Rewrite the data below with every "Target" changed to "Object" and nothing else altered. Omit the pictures from your answer.
┌─ Working data
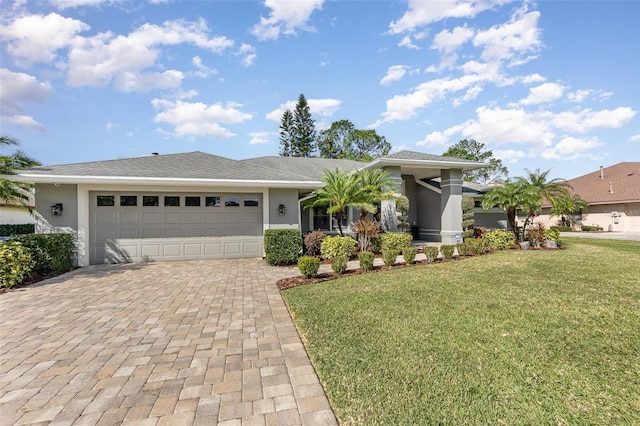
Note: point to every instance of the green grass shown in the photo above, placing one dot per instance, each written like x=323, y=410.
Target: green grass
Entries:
x=515, y=337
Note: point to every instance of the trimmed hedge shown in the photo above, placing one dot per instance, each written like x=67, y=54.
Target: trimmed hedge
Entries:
x=53, y=253
x=282, y=246
x=11, y=229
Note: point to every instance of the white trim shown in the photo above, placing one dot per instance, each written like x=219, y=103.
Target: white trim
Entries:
x=431, y=187
x=129, y=180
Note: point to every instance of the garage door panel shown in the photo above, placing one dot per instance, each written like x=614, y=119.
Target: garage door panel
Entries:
x=157, y=232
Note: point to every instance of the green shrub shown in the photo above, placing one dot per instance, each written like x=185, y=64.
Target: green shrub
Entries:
x=431, y=253
x=309, y=266
x=447, y=251
x=53, y=253
x=339, y=264
x=282, y=246
x=553, y=235
x=16, y=263
x=313, y=241
x=475, y=246
x=333, y=247
x=409, y=254
x=499, y=239
x=366, y=259
x=389, y=256
x=11, y=229
x=395, y=240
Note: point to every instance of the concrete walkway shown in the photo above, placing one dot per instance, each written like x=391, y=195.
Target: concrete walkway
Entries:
x=203, y=343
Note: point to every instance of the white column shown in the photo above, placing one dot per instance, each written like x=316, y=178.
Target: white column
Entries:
x=450, y=205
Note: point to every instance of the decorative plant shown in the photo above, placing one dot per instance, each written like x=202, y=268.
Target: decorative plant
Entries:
x=409, y=254
x=365, y=229
x=366, y=259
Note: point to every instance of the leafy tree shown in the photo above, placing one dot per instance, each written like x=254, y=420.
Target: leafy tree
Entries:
x=565, y=206
x=286, y=127
x=475, y=151
x=509, y=197
x=11, y=191
x=343, y=140
x=541, y=188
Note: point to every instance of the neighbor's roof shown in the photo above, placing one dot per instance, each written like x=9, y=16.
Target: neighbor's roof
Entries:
x=619, y=183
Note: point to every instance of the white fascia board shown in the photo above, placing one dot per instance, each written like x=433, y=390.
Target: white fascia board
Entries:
x=127, y=180
x=464, y=165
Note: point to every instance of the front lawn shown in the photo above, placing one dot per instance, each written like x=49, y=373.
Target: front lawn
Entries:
x=515, y=337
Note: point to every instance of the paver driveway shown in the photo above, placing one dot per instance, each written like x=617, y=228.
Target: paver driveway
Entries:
x=204, y=342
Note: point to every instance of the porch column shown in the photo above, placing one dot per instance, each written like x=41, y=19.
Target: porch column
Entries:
x=388, y=214
x=450, y=205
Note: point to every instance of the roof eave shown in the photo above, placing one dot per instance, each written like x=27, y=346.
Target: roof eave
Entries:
x=129, y=180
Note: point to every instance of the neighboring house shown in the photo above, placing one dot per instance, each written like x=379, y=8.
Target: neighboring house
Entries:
x=613, y=196
x=200, y=206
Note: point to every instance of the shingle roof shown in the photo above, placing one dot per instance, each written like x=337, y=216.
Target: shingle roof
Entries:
x=190, y=165
x=309, y=167
x=623, y=177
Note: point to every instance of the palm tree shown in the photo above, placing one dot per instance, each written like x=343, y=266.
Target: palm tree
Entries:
x=541, y=188
x=509, y=197
x=11, y=191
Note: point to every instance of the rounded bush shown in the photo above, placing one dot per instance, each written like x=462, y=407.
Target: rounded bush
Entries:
x=366, y=259
x=308, y=266
x=339, y=264
x=409, y=254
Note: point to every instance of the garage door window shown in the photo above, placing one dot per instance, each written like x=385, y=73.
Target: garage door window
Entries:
x=128, y=201
x=212, y=201
x=192, y=201
x=172, y=201
x=106, y=201
x=150, y=201
x=232, y=201
x=251, y=201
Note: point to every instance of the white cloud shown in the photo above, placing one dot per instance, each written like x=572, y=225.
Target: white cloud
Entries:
x=197, y=118
x=260, y=138
x=394, y=73
x=546, y=92
x=318, y=107
x=37, y=38
x=286, y=17
x=18, y=89
x=449, y=41
x=423, y=13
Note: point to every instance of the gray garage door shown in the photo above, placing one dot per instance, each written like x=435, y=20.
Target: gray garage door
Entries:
x=148, y=226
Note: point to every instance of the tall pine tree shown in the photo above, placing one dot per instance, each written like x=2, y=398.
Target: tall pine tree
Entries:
x=298, y=131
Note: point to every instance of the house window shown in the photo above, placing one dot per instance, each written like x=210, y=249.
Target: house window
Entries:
x=106, y=201
x=324, y=221
x=251, y=201
x=232, y=201
x=192, y=201
x=150, y=200
x=212, y=201
x=172, y=201
x=128, y=200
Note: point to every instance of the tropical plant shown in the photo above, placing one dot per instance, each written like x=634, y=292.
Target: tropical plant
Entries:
x=365, y=229
x=509, y=197
x=11, y=191
x=540, y=187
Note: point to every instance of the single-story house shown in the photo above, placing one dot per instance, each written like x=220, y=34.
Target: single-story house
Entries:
x=613, y=198
x=198, y=206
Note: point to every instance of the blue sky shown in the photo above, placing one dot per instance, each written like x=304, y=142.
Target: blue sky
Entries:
x=548, y=84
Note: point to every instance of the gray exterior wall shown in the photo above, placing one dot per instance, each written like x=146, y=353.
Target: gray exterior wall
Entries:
x=50, y=194
x=429, y=214
x=289, y=198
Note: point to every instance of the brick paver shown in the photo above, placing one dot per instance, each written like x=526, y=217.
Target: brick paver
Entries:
x=204, y=342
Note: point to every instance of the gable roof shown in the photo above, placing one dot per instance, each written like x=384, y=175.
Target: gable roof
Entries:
x=623, y=179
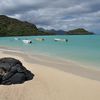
└─
### Output
Note: point to every instance of the green grass shown in the photo above, placing one dot per instance, each written like x=323, y=410.
Object: green grass
Entries:
x=515, y=337
Note: point to every instance of the trimmed hedge shown in the photo above, placing one dot per instance, each written like x=67, y=54.
Object: trimmed hedge
Entries:
x=53, y=253
x=282, y=246
x=11, y=229
Note: point to every instance of the white trim shown in the photo above, placing one dot per instance, each written like x=219, y=103.
Object: white trim
Entries:
x=431, y=187
x=129, y=180
Note: point to every instance of the garage door panel shown in the photo above, placing one dot per instance, each written like x=614, y=119.
Object: garage door panel
Entries:
x=157, y=232
Note: point to every instance of the green shrub shown in the photo above, placing one dot per instance, each written like x=185, y=64.
Object: green shrub
Entries:
x=431, y=253
x=309, y=266
x=447, y=251
x=53, y=253
x=339, y=264
x=282, y=246
x=553, y=235
x=16, y=263
x=313, y=241
x=475, y=246
x=333, y=247
x=409, y=254
x=499, y=239
x=366, y=259
x=389, y=256
x=11, y=229
x=395, y=240
Note: point to every instance of the concrete walkway shown in the photo above, placing one dot per instance, each written like x=391, y=195.
Object: concrete walkway
Entries:
x=203, y=343
Note: point to every instance of the white column shown in the photo above, placing one dot per instance, each written like x=316, y=178.
Object: white column
Entries:
x=450, y=205
Note: point to every instance of the decorative plant shown in the photo above, placing one dot per instance, each written like x=202, y=268.
Object: decorative plant
Entries:
x=409, y=254
x=365, y=229
x=366, y=259
Note: point to every instance of the leafy tree shown in the photo above, placing one dot per instance, each written like x=254, y=420.
Object: leafy tree
Entries:
x=565, y=206
x=286, y=127
x=475, y=151
x=509, y=197
x=11, y=191
x=343, y=140
x=541, y=188
Note: point to every instance of the neighbor's roof shown in the photo above, placing one dot per instance, each written like x=9, y=16.
Object: neighbor's roof
Entries:
x=619, y=183
Note: point to every instance of the white fascia board shown in the photo above, placing one dot per instance, each written like x=433, y=390.
Object: white fascia board
Entries:
x=127, y=180
x=464, y=165
Note: point to every instance of the front lawn shown in the photo above, placing one dot per instance, each written like x=49, y=373.
Object: front lawn
Entries:
x=515, y=337
Note: point to every instance of the paver driveway shown in the photo above, placing one dot per instance, each written like x=617, y=228.
Object: paver driveway
Entries:
x=204, y=342
Note: point to every instance of the porch column shown in the photo above, placing one dot per instance, each written like x=41, y=19.
Object: porch column
Entries:
x=388, y=214
x=450, y=205
Note: point to every instance of the roof eave shown in the photo above, placing one dot per instance, each written like x=27, y=346.
Object: roof eave
Entries:
x=129, y=180
Note: point to every instance of the neighboring house shown in the photo above, placing one dot per instance, each written like x=379, y=8.
Object: neighboring house
Entries:
x=613, y=196
x=200, y=206
Note: point to every instance of the shingle roof shown in the photo above, placing one dot per instance, each written like x=337, y=216.
Object: shingle roof
Entries:
x=190, y=165
x=309, y=167
x=623, y=177
Note: point to every instance of the palm tree shown in the photo above, placing one dot per instance, each written like x=343, y=266.
Object: palm tree
Entries:
x=541, y=188
x=509, y=197
x=11, y=191
Note: point to every instance of the rounded bush shown in the photo above, placing one dot per instance, each written like x=462, y=407.
Object: rounded bush
Entries:
x=366, y=259
x=308, y=266
x=339, y=264
x=409, y=254
Note: point to every instance of the garage door window shown in the photo above, placing one dot per instance, each written like x=385, y=73.
Object: garage door window
Entries:
x=128, y=201
x=212, y=201
x=192, y=201
x=172, y=201
x=106, y=201
x=150, y=201
x=232, y=201
x=251, y=201
Note: point to every instance of the white cloud shown in the photo above, placing one dot per instance, each written like x=572, y=225.
Object: white cloud
Entries:
x=197, y=118
x=260, y=138
x=394, y=73
x=546, y=92
x=318, y=107
x=37, y=38
x=286, y=17
x=18, y=89
x=449, y=41
x=423, y=13
Note: point to every instance of the gray garage door shown in the photo above, placing one dot per instance, each written like x=435, y=20.
Object: gray garage door
Entries:
x=148, y=226
Note: point to every instance of the tall pine tree shown in the photo above, placing one dot per instance, each written like x=2, y=398.
Object: tall pine tree
Entries:
x=298, y=131
Note: point to every instance of the house window shown in the photo above, placing one dot per instance, each written like x=210, y=249.
Object: house window
Entries:
x=106, y=201
x=324, y=221
x=251, y=201
x=232, y=201
x=192, y=201
x=150, y=200
x=212, y=201
x=172, y=201
x=128, y=200
Note: point to every instance of the tropical plant shown in the photo above, placing one dot per instance, each written like x=634, y=292.
Object: tropical plant
Entries:
x=365, y=229
x=509, y=197
x=11, y=191
x=540, y=187
Note: point to every instance of the single-story house shown in the photo above, placing one dot per instance, each written like x=220, y=34.
Object: single-story house
Entries:
x=613, y=198
x=198, y=206
Note: point to every instance of the blue sky shown in the photo above, placing one dot per instance, each written like x=304, y=142.
Object: blue sky
Entries:
x=548, y=84
Note: point to every instance of the gray exterior wall shown in the photo above, placing one dot per instance, each written like x=146, y=353.
Object: gray exterior wall
Entries:
x=50, y=194
x=429, y=214
x=289, y=198
Note: point to every instance of the brick paver shown in the photo above, placing one dot per instance, each written like x=526, y=217.
Object: brick paver
Entries:
x=204, y=342
Note: point to every instance of the gable roof shown in the photo above, placing one dot per instance, each written like x=384, y=175.
Object: gable roof
Entries:
x=623, y=179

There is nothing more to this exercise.